• _Consignes de travail_
Selon le texte sur les batteries LFP, dans quelle électrode le lithium est-il disponible ?

• _Texte cité_

-*-*-

Dans une batterie utilisant LFP, le lithium est disponible seulement dans l’électrode positive dont les particules sont sphériques. Quand la vitesse de charge est lente, le lithium est extrait en couche des particules de LFP (le lithium à la surface est extrait en premier puis ainsi de suite jusqu’au cœur de la particule) et navigue jusqu’à l’électrode négative. Ainsi, il se forme au sein des particules un gradient non constant de lithium avec une couche extérieure complètement dénuée de lithium et une couche intérieure encore remplie de lithium. A l’interface de ces deux couches, on observe une diminution drastique de la concentration en lithium. De l’énergie supplémentaire doit alors être fournie pour permettre aux ions lithium piégés à cette interface de se déplacer vers l’extérieur de la particule pendant la charge. En effet, il faut une mobilité constante de ces ions lithium pour assurer une bonne charge/décharge de la batterie et cette interface génère un palier d’énergie qu’il faut franchir pour permettre un fonctionnement optimal de la batterie. Si ce palier ne peut pas être franchi alors la batterie a besoin de plus de temps pour être rechargée.

-*-*-

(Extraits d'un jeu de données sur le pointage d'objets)
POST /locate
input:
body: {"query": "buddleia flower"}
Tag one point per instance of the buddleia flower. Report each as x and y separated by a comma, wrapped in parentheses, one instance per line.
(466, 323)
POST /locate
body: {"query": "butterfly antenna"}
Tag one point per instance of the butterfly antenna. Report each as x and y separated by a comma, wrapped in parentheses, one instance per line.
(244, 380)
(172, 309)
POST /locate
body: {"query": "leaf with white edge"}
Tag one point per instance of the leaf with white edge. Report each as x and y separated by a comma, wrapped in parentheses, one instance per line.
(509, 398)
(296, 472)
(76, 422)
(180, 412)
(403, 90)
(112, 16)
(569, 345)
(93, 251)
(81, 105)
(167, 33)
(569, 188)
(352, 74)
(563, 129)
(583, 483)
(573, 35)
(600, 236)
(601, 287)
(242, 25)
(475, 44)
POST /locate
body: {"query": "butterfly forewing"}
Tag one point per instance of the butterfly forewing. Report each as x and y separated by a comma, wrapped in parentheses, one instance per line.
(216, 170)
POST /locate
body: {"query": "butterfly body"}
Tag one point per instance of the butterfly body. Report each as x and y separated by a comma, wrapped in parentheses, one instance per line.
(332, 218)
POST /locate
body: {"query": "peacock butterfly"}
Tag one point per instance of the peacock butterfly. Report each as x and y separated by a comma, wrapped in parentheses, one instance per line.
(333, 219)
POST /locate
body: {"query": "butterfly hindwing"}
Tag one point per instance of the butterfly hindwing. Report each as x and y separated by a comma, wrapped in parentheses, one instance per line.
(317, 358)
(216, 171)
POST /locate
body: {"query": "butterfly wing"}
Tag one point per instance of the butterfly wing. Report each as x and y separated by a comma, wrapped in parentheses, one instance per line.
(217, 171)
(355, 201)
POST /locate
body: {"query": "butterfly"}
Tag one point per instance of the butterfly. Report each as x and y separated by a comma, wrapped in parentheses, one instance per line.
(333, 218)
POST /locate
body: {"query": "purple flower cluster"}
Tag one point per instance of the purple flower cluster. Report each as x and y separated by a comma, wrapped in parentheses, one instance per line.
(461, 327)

-*-*-

• _Réponse attendue_
Seulement dans l'électrode positive, dont les particules sont sphériques.